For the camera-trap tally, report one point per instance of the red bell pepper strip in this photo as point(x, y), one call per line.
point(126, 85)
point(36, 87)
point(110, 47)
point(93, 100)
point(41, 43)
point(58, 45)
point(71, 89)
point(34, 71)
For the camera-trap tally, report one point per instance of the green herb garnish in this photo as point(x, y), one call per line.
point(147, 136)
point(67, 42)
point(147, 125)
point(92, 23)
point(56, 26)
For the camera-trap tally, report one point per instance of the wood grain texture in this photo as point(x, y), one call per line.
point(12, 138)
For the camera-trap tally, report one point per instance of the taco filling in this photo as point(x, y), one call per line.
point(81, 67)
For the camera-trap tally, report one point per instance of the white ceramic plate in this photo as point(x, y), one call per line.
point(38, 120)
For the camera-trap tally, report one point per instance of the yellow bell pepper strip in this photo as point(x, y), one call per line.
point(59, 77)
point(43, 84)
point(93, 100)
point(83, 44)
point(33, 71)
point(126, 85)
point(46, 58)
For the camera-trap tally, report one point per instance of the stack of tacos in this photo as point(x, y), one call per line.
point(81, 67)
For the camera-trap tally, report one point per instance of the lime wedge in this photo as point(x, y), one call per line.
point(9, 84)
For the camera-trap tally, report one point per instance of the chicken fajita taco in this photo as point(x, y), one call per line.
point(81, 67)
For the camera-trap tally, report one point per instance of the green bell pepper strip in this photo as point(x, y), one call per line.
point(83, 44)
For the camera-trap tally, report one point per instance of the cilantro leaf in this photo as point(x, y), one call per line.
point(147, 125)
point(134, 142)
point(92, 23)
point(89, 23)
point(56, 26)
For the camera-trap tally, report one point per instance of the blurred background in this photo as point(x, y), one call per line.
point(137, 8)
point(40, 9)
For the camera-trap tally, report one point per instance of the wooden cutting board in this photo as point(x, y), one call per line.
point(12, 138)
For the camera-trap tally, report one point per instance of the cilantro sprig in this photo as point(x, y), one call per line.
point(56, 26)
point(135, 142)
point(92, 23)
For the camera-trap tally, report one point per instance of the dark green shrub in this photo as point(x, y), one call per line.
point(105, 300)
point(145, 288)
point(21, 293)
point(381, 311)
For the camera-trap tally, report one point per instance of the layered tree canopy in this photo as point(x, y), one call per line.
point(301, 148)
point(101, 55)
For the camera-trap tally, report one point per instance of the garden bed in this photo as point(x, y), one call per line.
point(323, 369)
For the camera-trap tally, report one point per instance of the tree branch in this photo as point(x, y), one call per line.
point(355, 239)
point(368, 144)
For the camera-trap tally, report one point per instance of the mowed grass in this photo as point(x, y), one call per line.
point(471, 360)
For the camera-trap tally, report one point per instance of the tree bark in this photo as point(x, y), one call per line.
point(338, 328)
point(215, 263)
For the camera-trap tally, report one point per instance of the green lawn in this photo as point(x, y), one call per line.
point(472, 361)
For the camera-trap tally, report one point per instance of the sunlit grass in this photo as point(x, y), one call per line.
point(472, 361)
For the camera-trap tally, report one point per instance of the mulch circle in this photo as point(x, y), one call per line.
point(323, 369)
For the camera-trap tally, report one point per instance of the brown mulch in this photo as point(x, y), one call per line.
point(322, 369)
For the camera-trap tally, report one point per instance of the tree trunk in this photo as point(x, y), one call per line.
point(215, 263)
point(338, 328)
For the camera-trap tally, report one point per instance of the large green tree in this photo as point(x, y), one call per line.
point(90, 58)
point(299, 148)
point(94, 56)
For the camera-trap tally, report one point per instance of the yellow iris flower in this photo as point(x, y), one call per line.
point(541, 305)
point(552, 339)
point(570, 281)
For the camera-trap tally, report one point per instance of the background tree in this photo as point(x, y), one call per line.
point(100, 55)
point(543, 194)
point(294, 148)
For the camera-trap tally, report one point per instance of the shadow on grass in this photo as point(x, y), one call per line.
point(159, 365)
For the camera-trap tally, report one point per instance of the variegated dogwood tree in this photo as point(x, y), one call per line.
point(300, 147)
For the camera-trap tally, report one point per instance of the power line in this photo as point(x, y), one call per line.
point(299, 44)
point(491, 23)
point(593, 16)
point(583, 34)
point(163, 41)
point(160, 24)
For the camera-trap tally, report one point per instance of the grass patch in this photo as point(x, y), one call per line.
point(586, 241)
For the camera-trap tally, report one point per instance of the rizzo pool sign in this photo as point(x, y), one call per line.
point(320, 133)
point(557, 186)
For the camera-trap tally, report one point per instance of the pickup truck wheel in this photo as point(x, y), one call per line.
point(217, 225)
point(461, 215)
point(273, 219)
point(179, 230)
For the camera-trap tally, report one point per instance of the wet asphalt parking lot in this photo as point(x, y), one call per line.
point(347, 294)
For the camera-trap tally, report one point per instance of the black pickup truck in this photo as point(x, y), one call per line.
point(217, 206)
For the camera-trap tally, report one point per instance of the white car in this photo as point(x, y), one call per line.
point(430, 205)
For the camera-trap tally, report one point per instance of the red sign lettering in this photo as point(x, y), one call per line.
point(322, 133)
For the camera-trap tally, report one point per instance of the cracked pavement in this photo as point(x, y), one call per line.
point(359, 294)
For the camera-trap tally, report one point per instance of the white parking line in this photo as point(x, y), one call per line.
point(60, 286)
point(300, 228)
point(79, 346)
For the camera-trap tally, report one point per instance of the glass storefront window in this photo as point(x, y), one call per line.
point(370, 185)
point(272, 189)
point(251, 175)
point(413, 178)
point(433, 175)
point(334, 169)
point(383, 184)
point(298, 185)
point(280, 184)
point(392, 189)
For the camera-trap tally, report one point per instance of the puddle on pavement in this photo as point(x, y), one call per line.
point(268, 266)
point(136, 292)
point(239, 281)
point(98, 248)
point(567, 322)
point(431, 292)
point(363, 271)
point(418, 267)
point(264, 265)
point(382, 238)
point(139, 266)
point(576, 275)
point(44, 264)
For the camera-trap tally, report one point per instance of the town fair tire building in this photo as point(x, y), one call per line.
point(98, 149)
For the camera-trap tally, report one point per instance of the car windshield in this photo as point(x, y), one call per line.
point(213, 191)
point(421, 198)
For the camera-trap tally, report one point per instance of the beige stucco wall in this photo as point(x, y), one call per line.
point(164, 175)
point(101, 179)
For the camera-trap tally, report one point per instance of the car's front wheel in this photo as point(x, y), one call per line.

■ DESCRIPTION OF THE TASK:
Arrange each line of the records above as a Markdown table with the columns "Row" and "Line", numbering every row and omitting blank lines.

■ EXERCISE OUTPUT:
| Row | Line |
|---|---|
| 1 | For the camera-trap tally, report one point per instance of the red bell pepper strip in this photo as point(x, y), one call per line. |
| 2 | point(126, 85) |
| 3 | point(36, 87) |
| 4 | point(110, 47) |
| 5 | point(93, 100) |
| 6 | point(41, 43) |
| 7 | point(58, 45) |
| 8 | point(71, 89) |
| 9 | point(34, 71) |
| 10 | For the camera-trap tally, report one point per instance of the green herb garnish in this photo as point(x, y), one call per line. |
| 11 | point(147, 136) |
| 12 | point(67, 42) |
| 13 | point(147, 125) |
| 14 | point(92, 23) |
| 15 | point(56, 26) |
| 16 | For the camera-trap tally, report one point per instance of the wood grain texture in this photo as point(x, y), one call per line. |
| 17 | point(12, 138) |
| 18 | For the camera-trap tally, report one point per instance of the taco filling in this photo as point(x, y), one call per line. |
| 19 | point(81, 67) |
| 20 | For the camera-trap tally, report one point per instance of the white ceramic plate in this photo as point(x, y), one call per line. |
| 21 | point(38, 120) |
| 22 | For the camera-trap tally, report one point per instance of the yellow bell pepper strip in this photo as point(x, y), one call per line. |
| 23 | point(59, 77) |
| 24 | point(43, 84) |
| 25 | point(93, 100) |
| 26 | point(83, 44) |
| 27 | point(33, 71) |
| 28 | point(126, 85) |
| 29 | point(46, 58) |
| 30 | For the camera-trap tally, report one point per instance of the stack of tacos in this photo as point(x, y), one call per line. |
| 31 | point(81, 67) |
| 32 | For the camera-trap tally, report one point per instance of the lime wedge in this photo as point(x, y), one call per line. |
| 33 | point(9, 84) |
| 34 | For the camera-trap tally, report one point per instance of the chicken fajita taco in this photo as point(x, y), one call per line. |
| 35 | point(81, 67) |
| 36 | For the camera-trap tally, report one point per instance of the green bell pepper strip in this photo as point(x, y), one call per line. |
| 37 | point(83, 44) |
| 38 | For the camera-trap tally, report one point per instance of the cilantro leaf in this photo as point(x, y), one call per line. |
| 39 | point(147, 125) |
| 40 | point(134, 142) |
| 41 | point(92, 23) |
| 42 | point(89, 23) |
| 43 | point(56, 26) |
| 44 | For the camera-trap tally, report one point per instance of the blurred background in this photo as point(x, y), one call per line. |
| 45 | point(137, 8) |
| 46 | point(40, 9) |
| 47 | For the camera-trap tally, report one point per instance of the wooden cutting board in this photo as point(x, y), one call per line. |
| 48 | point(12, 138) |
| 49 | For the camera-trap tally, report one point per instance of the cilantro sprig in this photo as point(x, y), one call per line. |
| 50 | point(56, 26) |
| 51 | point(135, 142) |
| 52 | point(92, 23) |
| 53 | For the camera-trap tally, report one point per instance of the dark green shrub in this photo as point(x, y), one call per line. |
| 54 | point(105, 300) |
| 55 | point(145, 288) |
| 56 | point(21, 293) |
| 57 | point(381, 311) |
| 58 | For the camera-trap tally, report one point per instance of the layered tree canopy in this photo as point(x, y), one call per line. |
| 59 | point(301, 148) |
| 60 | point(101, 55) |
| 61 | For the camera-trap tally, report one point per instance of the garden bed in this photo as point(x, y), one call per line. |
| 62 | point(323, 369) |
| 63 | For the camera-trap tally, report one point per instance of the tree branch in this photo as point(x, y), one call per line. |
| 64 | point(355, 239) |
| 65 | point(368, 144) |
| 66 | For the camera-trap tally, report one point per instance of the mowed grass in this photo as point(x, y), one call per line. |
| 67 | point(471, 360) |
| 68 | For the camera-trap tally, report one point per instance of the tree bark in this photo as point(x, y), one call per line. |
| 69 | point(338, 328) |
| 70 | point(215, 263) |
| 71 | For the camera-trap tally, report one point per instance of the green lawn in this photo as point(x, y), one call per line. |
| 72 | point(472, 361) |
| 73 | For the camera-trap tally, report one point per instance of the sunlit grass in this photo as point(x, y), one call per line. |
| 74 | point(472, 361) |
| 75 | For the camera-trap tally, report one point per instance of the mulch circle in this photo as point(x, y), one call per line. |
| 76 | point(323, 369) |
| 77 | For the camera-trap tally, report one point per instance of the brown mulch in this photo as point(x, y), one call per line. |
| 78 | point(322, 369) |
| 79 | For the camera-trap tally, report one point per instance of the tree trunk in this photo as point(x, y), one call per line. |
| 80 | point(215, 263) |
| 81 | point(338, 328) |
| 82 | For the camera-trap tally, report one point per instance of the large green tree in this photo as point(x, y), one call per line. |
| 83 | point(90, 58) |
| 84 | point(299, 148) |
| 85 | point(94, 56) |
| 86 | For the camera-trap tally, report one point per instance of the yellow iris flower in this photo as point(x, y), one call per line. |
| 87 | point(541, 305) |
| 88 | point(552, 339) |
| 89 | point(570, 281) |
| 90 | For the camera-trap tally, report one point per instance of the background tree in this photo as point(x, y), one call per line. |
| 91 | point(100, 55) |
| 92 | point(543, 194) |
| 93 | point(294, 148) |
| 94 | For the camera-trap tally, report one point per instance of the shadow on grass in this photo as point(x, y), one call per line. |
| 95 | point(159, 365) |
| 96 | For the camera-trap tally, report one point per instance of the variegated dogwood tree in this photo as point(x, y), one call per line. |
| 97 | point(300, 147) |
| 98 | For the camera-trap tally, report one point per instance of the power line in this photo as point(x, y), one call per line. |
| 99 | point(299, 44) |
| 100 | point(491, 23) |
| 101 | point(593, 16) |
| 102 | point(583, 34) |
| 103 | point(163, 41) |
| 104 | point(160, 24) |
| 105 | For the camera-trap tally, report one point per instance of the grass patch in this photo as point(x, y), one call per line. |
| 106 | point(586, 241) |
| 107 | For the camera-trap tally, report one point per instance of the rizzo pool sign in this photo as point(x, y), one call per line. |
| 108 | point(320, 133) |
| 109 | point(557, 186) |
| 110 | For the camera-trap tally, report one point per instance of the pickup truck wheel in this photo as point(x, y), one call per line. |
| 111 | point(217, 225) |
| 112 | point(461, 215) |
| 113 | point(273, 219) |
| 114 | point(179, 230) |
| 115 | For the camera-trap tally, report one point per instance of the wet asphalt parking lot in this photo as point(x, y), one call per line. |
| 116 | point(347, 294) |
| 117 | For the camera-trap tally, report one point per instance of the black pickup truck in this photo as point(x, y), one call per line. |
| 118 | point(217, 206) |
| 119 | For the camera-trap tally, report one point per instance of the white car in this photo as point(x, y), one call per line. |
| 120 | point(430, 205) |
| 121 | For the camera-trap tally, report one point per instance of the red sign lettering in this photo as point(x, y), one call per line. |
| 122 | point(322, 133) |
| 123 | For the camera-trap tally, report one point per instance of the cracked pavement in this photo as point(x, y), one call per line. |
| 124 | point(359, 294) |
| 125 | For the camera-trap tally, report one point per instance of the white parking line in this photo as point(x, y), one call per line. |
| 126 | point(60, 286) |
| 127 | point(300, 228) |
| 128 | point(79, 346) |
| 129 | For the camera-trap tally, report one point per instance of the glass storefront window in this photo as point(x, y), one call per line. |
| 130 | point(370, 185) |
| 131 | point(272, 189) |
| 132 | point(251, 175) |
| 133 | point(413, 178) |
| 134 | point(433, 175) |
| 135 | point(334, 169) |
| 136 | point(383, 184) |
| 137 | point(298, 185) |
| 138 | point(280, 184) |
| 139 | point(392, 189) |
| 140 | For the camera-trap tally, report one point per instance of the puddle on pavement in this photo as point(x, y), one call per line. |
| 141 | point(268, 266) |
| 142 | point(136, 292) |
| 143 | point(239, 281) |
| 144 | point(98, 248) |
| 145 | point(567, 322) |
| 146 | point(431, 292) |
| 147 | point(363, 271) |
| 148 | point(418, 267) |
| 149 | point(264, 265) |
| 150 | point(382, 238) |
| 151 | point(139, 266) |
| 152 | point(576, 275) |
| 153 | point(44, 264) |
| 154 | For the camera-trap tally, report one point per instance of the town fair tire building in this photo as point(x, y), one call per line. |
| 155 | point(98, 149) |
| 156 | For the camera-trap tally, report one point per instance of the car windshield in this photo as point(x, y), one call per line. |
| 157 | point(213, 191) |
| 158 | point(421, 198) |
| 159 | For the camera-trap tally, report one point per instance of the beige stucco wall in this photo as point(x, y), one call per line. |
| 160 | point(164, 175) |
| 161 | point(101, 179) |
| 162 | For the camera-trap tally, report one point per instance of the car's front wheel in this photo as point(x, y), one call per line. |